[Excerpts from point annotation data]

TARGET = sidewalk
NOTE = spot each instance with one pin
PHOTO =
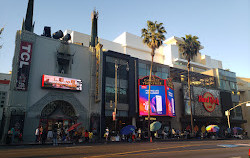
(112, 142)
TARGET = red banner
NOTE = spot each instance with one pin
(24, 66)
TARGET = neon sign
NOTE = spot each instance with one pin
(208, 101)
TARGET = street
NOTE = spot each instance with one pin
(176, 149)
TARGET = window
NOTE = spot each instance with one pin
(233, 85)
(122, 80)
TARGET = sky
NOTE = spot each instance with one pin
(223, 26)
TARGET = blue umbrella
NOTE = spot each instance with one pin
(127, 129)
(155, 126)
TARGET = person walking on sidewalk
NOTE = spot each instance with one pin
(86, 136)
(55, 137)
(37, 134)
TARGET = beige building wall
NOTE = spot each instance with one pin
(244, 89)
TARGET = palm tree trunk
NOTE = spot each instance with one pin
(189, 89)
(149, 89)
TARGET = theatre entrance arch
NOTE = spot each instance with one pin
(57, 115)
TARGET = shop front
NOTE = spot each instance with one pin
(206, 109)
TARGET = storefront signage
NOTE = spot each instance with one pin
(154, 81)
(97, 59)
(61, 83)
(161, 97)
(24, 66)
(208, 101)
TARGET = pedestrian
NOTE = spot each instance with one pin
(50, 135)
(55, 137)
(40, 133)
(37, 134)
(106, 135)
(20, 137)
(44, 136)
(133, 136)
(90, 136)
(139, 133)
(12, 135)
(86, 136)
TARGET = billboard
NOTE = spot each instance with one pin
(58, 82)
(24, 66)
(170, 102)
(161, 98)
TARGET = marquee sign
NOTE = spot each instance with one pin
(24, 66)
(58, 82)
(208, 101)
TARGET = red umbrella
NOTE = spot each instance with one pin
(74, 126)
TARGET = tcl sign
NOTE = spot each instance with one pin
(24, 65)
(208, 101)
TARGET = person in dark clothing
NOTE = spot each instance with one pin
(86, 136)
(44, 136)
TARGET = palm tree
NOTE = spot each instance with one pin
(153, 36)
(189, 48)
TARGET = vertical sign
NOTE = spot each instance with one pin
(97, 61)
(170, 97)
(161, 97)
(24, 66)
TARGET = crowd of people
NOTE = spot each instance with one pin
(63, 135)
(80, 135)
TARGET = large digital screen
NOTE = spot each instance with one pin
(58, 82)
(157, 100)
(170, 102)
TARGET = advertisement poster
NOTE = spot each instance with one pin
(161, 97)
(157, 100)
(170, 102)
(61, 83)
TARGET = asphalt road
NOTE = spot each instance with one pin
(169, 149)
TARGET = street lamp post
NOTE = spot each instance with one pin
(116, 67)
(227, 112)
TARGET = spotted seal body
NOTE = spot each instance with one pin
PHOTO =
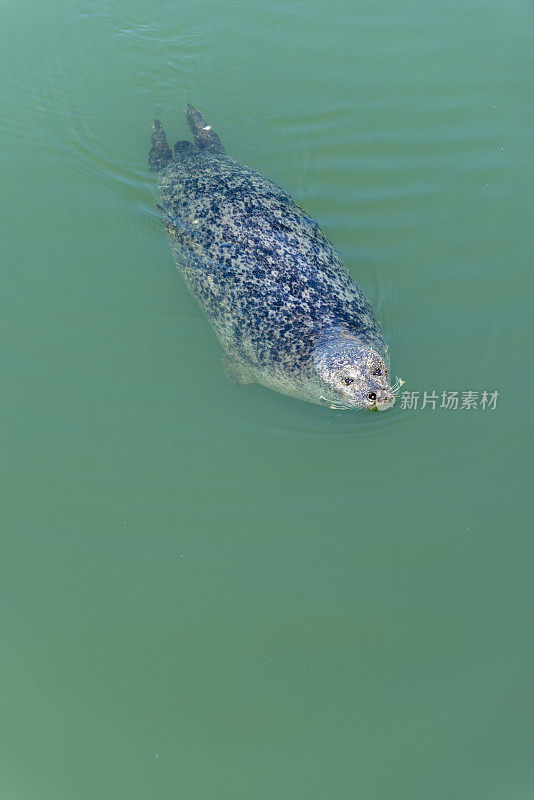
(287, 312)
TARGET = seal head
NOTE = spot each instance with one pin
(353, 370)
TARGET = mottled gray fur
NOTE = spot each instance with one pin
(287, 312)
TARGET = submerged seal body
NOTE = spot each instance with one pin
(287, 312)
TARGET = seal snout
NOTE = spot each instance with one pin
(384, 398)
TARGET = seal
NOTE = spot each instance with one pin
(285, 309)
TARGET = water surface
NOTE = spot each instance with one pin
(219, 592)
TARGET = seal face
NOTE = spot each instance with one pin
(286, 311)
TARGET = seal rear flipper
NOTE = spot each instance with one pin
(235, 371)
(183, 146)
(205, 138)
(160, 152)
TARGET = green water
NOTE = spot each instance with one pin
(218, 592)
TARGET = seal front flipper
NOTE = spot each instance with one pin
(235, 371)
(160, 152)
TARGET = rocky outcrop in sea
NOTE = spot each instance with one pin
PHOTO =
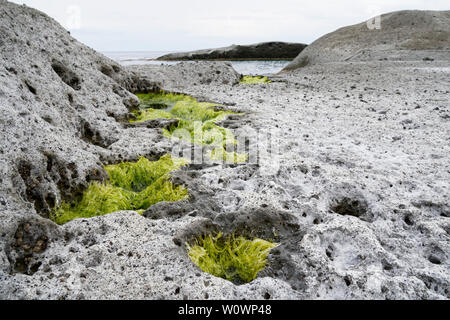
(259, 51)
(348, 174)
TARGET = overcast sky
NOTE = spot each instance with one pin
(141, 25)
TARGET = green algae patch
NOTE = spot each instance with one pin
(131, 187)
(197, 121)
(236, 259)
(254, 80)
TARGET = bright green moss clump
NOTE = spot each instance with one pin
(233, 258)
(254, 80)
(197, 121)
(132, 186)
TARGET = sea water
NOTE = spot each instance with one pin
(257, 67)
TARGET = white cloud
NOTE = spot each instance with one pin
(184, 25)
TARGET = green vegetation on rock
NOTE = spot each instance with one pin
(132, 186)
(236, 259)
(254, 80)
(197, 122)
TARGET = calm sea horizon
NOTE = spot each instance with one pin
(259, 67)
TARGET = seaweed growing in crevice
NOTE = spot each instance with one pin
(197, 122)
(234, 258)
(131, 186)
(254, 80)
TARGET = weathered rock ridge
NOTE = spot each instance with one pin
(355, 189)
(401, 36)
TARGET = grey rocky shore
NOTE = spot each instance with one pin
(259, 51)
(357, 188)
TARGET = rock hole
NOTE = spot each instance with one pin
(66, 75)
(350, 207)
(30, 87)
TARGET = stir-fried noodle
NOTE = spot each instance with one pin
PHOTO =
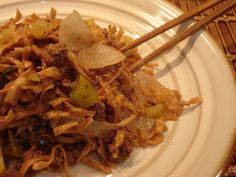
(66, 93)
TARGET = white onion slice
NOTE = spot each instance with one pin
(75, 33)
(99, 56)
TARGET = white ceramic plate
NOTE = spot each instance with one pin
(196, 145)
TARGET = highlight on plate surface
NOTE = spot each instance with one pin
(67, 95)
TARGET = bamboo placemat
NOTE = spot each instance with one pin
(223, 30)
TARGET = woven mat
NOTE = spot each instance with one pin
(223, 30)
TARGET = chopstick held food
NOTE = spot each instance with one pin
(67, 93)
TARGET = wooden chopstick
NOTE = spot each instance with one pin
(184, 34)
(180, 19)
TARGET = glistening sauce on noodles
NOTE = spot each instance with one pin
(66, 92)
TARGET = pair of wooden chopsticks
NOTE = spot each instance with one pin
(227, 5)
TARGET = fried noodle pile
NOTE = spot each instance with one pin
(66, 93)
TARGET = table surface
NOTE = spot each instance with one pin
(223, 30)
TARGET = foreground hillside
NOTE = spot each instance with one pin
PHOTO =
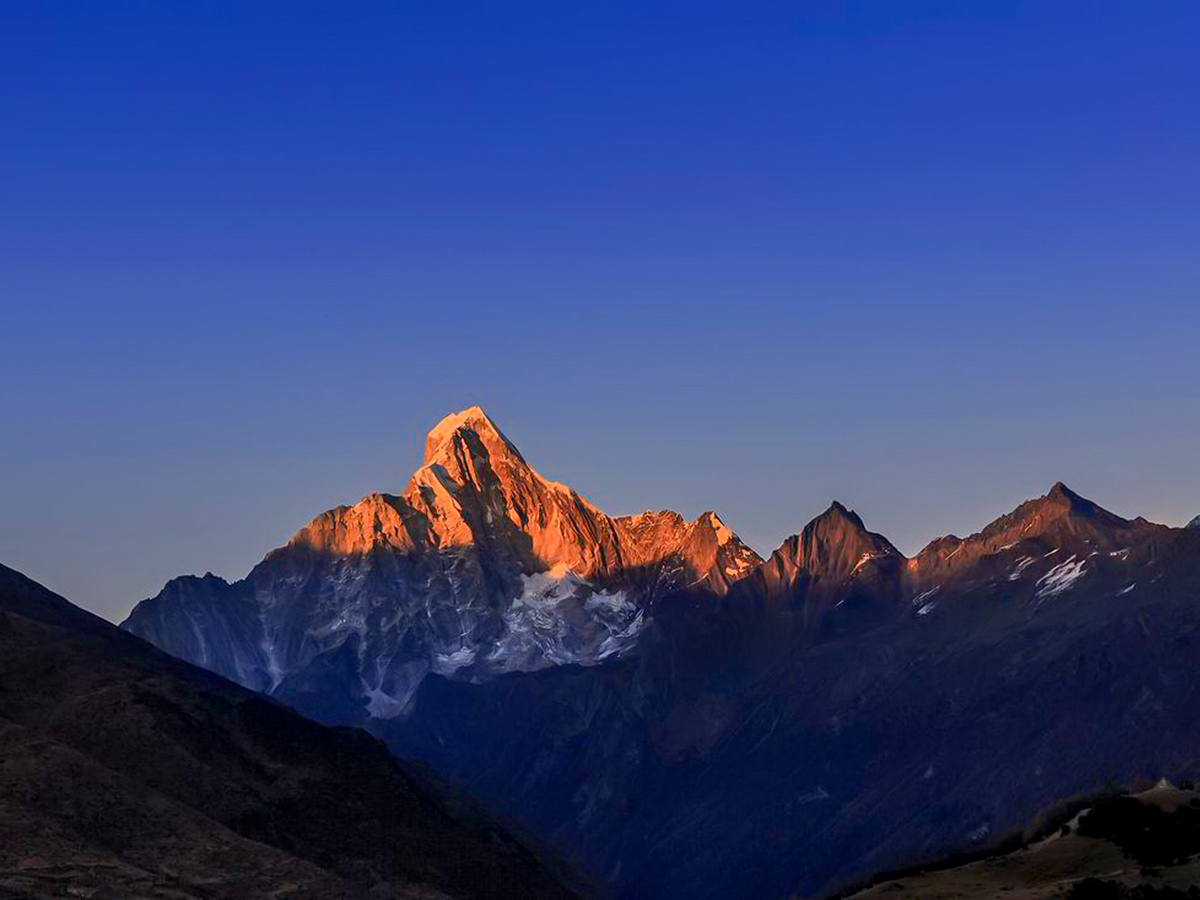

**Aim**
Pick out each line of the records above that contains the word "water". Treat uppercase and lowercase letters as different.

**Correct answer**
TARGET = water surface
TARGET = green water
TARGET = sea water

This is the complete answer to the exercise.